_Questions to answer_
**1.** In the essay on medical nanorobotics, what size of structures does nanotechnology generally deal with?
**2.** Rewrite the passage of the nanorobotics essay starting at "The Development Of" and ending at "microscopic medical nanorobots.", putting "people" in place of "patients".
**3.** Continue the essay on medical nanorobotics from where it stops.

_Text for analysis_

The Development Of Medical Nanorobotics Information Technology Essay

Published: November 30, 2015 Words: 3029

This article describes and analyzes the state-of-the-art technology that could lead to novel medical applications and how they can improve outcomes for patients with medical conditions. Some of the issues to consider include the diagnostic and therapeutic applications and a possible model used in controlling medical conditions, such as diabetes. Just as biotechnology extends the range and efficacy of treatment options available from nanomaterials, the advent of molecular nanotechnology will again expand enormously the effectiveness, comfort and speed of future medical treatments while at the same time significantly reducing their risk, cost and invasiveness. This will help the ability to design, construct and deploy large numbers of microscopic medical nanorobots.

1 Introduction

Nanotechnology is the study of the control of matter on an atomic and molecular scale [3]. According to Bhushan, B., (2006, pg 1). nanotechnology "encompasses the production and application of physical, chemical, and biological systems at scales ranging from individual atoms or molecules to submicron dimensions, as well as the integration of the resulting nanostructures into larger systems" [1]. Nanotechnology generally deals with structures of the size 100 nanometers or smaller in at least one dimension, and involves developing materials or devices within that size.

_Supplied records_
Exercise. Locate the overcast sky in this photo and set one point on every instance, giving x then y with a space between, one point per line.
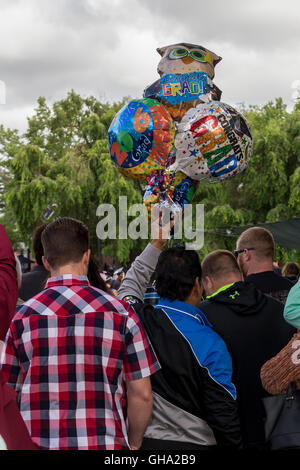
107 48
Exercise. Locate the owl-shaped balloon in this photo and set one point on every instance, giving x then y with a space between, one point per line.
180 133
186 58
186 72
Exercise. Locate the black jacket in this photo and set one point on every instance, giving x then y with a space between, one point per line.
272 284
253 327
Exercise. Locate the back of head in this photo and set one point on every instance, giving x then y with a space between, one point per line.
176 272
291 269
94 276
37 243
259 239
219 265
65 241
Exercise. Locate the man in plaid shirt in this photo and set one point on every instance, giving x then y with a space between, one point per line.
79 357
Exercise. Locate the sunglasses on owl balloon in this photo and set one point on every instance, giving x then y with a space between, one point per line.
237 252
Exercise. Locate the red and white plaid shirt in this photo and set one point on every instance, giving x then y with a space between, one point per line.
69 351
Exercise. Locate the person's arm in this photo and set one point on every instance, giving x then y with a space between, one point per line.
138 276
139 410
8 283
219 393
292 306
282 369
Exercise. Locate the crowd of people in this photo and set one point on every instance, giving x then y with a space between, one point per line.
174 353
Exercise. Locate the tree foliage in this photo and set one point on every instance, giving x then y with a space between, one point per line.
268 190
63 159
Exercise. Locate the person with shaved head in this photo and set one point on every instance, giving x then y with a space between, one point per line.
255 250
253 328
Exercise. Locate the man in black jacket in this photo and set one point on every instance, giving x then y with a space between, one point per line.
194 400
252 326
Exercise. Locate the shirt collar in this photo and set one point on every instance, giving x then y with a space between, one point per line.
67 280
184 308
220 290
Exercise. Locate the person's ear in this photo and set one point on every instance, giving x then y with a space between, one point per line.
247 255
207 284
86 257
46 264
198 287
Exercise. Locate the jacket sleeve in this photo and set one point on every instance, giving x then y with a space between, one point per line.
138 276
8 283
277 373
292 306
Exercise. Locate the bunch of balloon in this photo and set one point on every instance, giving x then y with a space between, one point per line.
180 133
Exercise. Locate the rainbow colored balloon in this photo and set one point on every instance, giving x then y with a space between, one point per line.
141 137
180 133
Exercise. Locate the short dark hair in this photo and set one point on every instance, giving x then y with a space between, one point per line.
37 243
290 269
218 264
260 239
176 272
65 240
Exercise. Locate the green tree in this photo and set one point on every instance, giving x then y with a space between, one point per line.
268 189
63 159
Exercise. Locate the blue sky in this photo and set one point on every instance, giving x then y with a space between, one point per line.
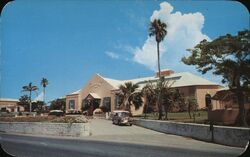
68 41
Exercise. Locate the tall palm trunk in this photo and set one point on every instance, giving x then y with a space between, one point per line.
30 102
160 84
44 95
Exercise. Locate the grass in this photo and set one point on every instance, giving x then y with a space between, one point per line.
201 117
50 119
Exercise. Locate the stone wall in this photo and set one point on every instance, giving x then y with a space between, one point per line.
232 136
59 129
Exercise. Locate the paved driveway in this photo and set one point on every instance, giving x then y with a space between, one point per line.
104 130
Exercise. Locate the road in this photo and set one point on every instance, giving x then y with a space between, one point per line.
117 141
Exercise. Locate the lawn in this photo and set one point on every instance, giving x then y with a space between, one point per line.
50 119
201 117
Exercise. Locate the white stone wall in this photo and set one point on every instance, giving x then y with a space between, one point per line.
59 129
232 136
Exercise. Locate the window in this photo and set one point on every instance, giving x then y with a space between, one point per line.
118 102
71 104
107 103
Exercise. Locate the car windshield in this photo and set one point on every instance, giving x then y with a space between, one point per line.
123 114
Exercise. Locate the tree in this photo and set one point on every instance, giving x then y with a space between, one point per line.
24 101
158 29
29 88
130 95
44 83
228 56
58 104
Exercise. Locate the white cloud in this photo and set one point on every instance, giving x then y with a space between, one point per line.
183 31
112 55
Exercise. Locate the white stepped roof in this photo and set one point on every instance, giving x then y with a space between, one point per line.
181 79
75 92
9 99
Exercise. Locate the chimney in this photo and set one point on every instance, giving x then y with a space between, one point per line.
165 72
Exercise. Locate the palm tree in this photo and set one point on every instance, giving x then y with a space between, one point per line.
130 95
159 30
44 83
29 88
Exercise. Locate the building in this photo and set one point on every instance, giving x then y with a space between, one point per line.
10 105
226 108
100 91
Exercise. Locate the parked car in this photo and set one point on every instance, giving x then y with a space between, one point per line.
122 118
56 113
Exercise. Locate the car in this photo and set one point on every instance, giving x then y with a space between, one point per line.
122 118
56 113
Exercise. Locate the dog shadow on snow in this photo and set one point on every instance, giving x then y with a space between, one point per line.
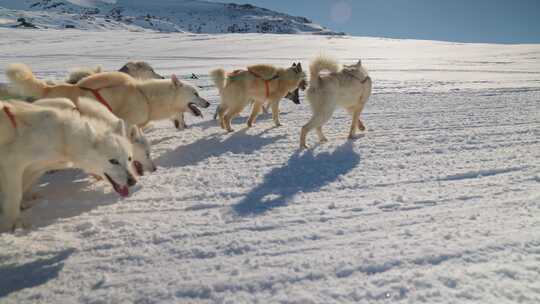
239 142
304 172
66 194
31 274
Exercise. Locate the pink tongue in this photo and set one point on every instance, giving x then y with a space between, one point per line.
124 191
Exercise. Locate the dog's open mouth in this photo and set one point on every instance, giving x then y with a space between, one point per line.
122 191
138 168
193 108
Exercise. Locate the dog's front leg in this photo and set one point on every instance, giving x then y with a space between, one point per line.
179 121
11 179
354 123
254 112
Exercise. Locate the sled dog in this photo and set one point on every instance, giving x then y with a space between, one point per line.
260 84
142 160
348 86
135 101
136 69
50 137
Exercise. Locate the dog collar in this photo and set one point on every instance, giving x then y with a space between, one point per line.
99 97
11 117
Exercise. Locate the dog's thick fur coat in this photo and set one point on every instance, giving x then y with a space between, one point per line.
89 108
348 86
260 84
71 141
136 101
135 69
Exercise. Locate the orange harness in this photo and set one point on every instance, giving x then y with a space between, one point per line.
98 97
11 117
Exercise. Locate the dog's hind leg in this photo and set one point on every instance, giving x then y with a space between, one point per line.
355 124
254 112
274 104
320 117
361 126
11 180
179 121
221 114
322 138
232 113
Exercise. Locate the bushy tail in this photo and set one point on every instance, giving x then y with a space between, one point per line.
23 82
79 74
319 64
218 77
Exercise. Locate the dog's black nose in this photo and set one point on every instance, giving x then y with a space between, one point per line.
131 181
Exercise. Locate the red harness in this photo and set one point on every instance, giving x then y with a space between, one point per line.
98 97
11 117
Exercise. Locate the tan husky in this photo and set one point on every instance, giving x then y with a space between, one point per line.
260 84
136 101
44 137
348 86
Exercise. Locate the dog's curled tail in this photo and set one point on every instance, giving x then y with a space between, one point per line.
23 82
319 64
79 74
218 77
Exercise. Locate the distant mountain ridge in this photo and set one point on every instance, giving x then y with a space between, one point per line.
195 16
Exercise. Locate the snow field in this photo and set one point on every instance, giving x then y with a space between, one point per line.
438 202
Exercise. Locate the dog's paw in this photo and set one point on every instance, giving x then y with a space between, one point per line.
180 125
12 226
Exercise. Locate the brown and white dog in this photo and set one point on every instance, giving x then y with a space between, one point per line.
136 101
348 86
262 84
138 70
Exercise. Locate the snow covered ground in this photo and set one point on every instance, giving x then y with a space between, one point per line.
439 202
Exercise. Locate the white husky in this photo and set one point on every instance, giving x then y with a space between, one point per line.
142 159
138 70
348 86
48 137
135 69
137 102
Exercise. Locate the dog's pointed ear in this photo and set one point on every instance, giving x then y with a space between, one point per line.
90 132
134 133
177 83
120 128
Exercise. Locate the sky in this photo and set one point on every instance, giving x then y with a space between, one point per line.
494 21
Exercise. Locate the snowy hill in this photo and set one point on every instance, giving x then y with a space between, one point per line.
438 202
163 15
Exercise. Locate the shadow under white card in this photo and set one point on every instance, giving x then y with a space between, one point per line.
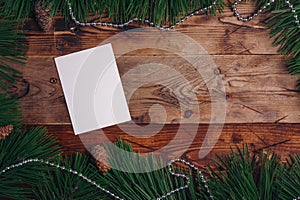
93 89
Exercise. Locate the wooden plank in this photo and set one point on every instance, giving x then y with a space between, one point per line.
258 88
221 34
283 139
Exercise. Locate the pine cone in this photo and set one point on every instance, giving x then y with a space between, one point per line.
5 131
101 157
43 15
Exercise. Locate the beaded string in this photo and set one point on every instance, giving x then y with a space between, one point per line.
74 172
147 21
249 18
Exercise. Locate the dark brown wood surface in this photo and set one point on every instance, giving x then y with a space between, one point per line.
263 108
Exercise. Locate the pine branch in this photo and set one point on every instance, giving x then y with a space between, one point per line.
64 185
291 179
20 145
150 185
241 175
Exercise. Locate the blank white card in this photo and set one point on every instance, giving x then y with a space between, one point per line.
93 90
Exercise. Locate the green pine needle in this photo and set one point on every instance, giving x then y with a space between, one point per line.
18 146
291 179
241 175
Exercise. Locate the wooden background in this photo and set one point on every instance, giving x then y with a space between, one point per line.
263 108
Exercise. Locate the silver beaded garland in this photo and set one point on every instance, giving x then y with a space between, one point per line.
234 8
196 12
249 18
63 168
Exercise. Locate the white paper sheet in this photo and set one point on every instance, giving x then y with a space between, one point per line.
92 89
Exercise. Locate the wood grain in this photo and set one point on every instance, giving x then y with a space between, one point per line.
263 108
255 87
283 139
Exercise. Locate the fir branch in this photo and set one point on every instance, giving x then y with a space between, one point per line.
18 146
64 185
17 9
291 179
241 175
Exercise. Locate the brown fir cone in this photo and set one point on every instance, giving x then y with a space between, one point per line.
101 157
5 131
43 16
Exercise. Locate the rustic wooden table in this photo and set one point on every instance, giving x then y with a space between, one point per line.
263 108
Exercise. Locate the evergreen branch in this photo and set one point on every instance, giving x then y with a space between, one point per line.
18 146
17 9
291 179
242 176
64 185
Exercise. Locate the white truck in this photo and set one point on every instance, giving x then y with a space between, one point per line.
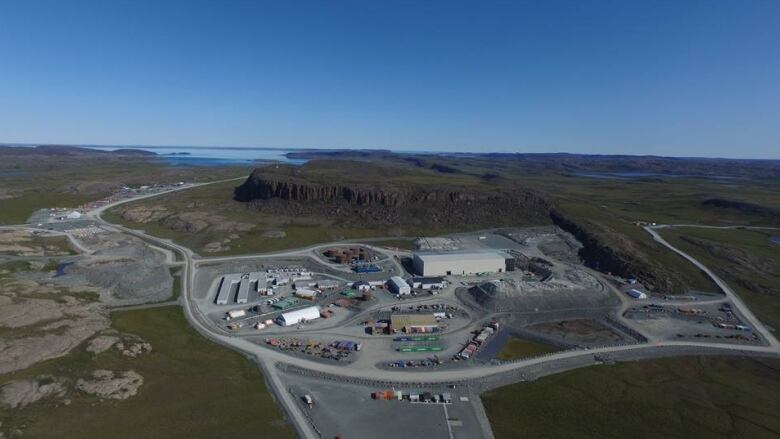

_Answers to the exercise_
**1.** Structures of 100 nanometers or smaller in at least one dimension.

**2.**
The Development Of Medical Nanorobotics Information Technology Essay

Published: November 30, 2015 Words: 3029

This article describes and analyzes the state-of-the-art technology that could lead to novel medical applications and how they can improve outcomes for people with medical conditions. Some of the issues to consider include the diagnostic and therapeutic applications and a possible model used in controlling medical conditions, such as diabetes. Just as biotechnology extends the range and efficacy of treatment options available from nanomaterials, the advent of molecular nanotechnology will again expand enormously the effectiveness, comfort and speed of future medical treatments while at the same time significantly reducing their risk, cost and invasiveness. This will help the ability to design, construct and deploy large numbers of microscopic medical nanorobots.

**3.**
Molecular nanotechnology (MNT) otherwise known as nanorobotics is the "technology of creating machines or robots at or close to the microscopic scale of a nanometer (10^9 meters) [12]. Medical nanorobotics refers to the still largely theoretical nanotechnology engineering discipline of designing and building nanorobots. This article presents an innovative nanorobot architecture based on nanobioelectronics for medical conditions, such as diabetes. "The progressive development towards the therapeutic use of nanorobots must be observed as the natural results from some on-going and future achievements in biomedical instrumentation, wireless communication, power transmission, new materials engineering, nanoelectronics, chemistry, proteomics, and photonics"[2].

Illustration about the nanorobots integral circuit architecture and layout described here with a computational approach with the application of medical nanorobotics for diabetes is simulated using clinical data. Integrated simulation can provide interactive tools for addressing nanorobot choices on sensing hardware design specification, manufacturing analysis and methodology for control investigation. A physician can help a patient to avoid hyperglycemia by means of a hand-held device, like cell phone, enclosed with cloth which is used as a smart portable device to communicate with nanorobots. Therefore, this type of technology provides a suitable choice to establish a practical medical nanorobotics platform for in vivo health monitoring.

2 Nanotechnology and Nanomedicine

According to Vogel (1999, p.3), "the offset of a gold rush into the 'nano' by which the world of the very small is currently discovered, will surely also lead to splendid new entrepreneurial opportunities" [11].

With the advancement of nanotechnology applications, such as nanorobotics, progress impacting on human health has come much faster than expected. People now associate nanomedicine with engineered nanoparticles in the context of drug delivery devices or advanced medical applications. Therefore, it is now important to integrate multiple tasks into drug delivery device, from targeting specific tissues to releasing drugs in contrast with their environment.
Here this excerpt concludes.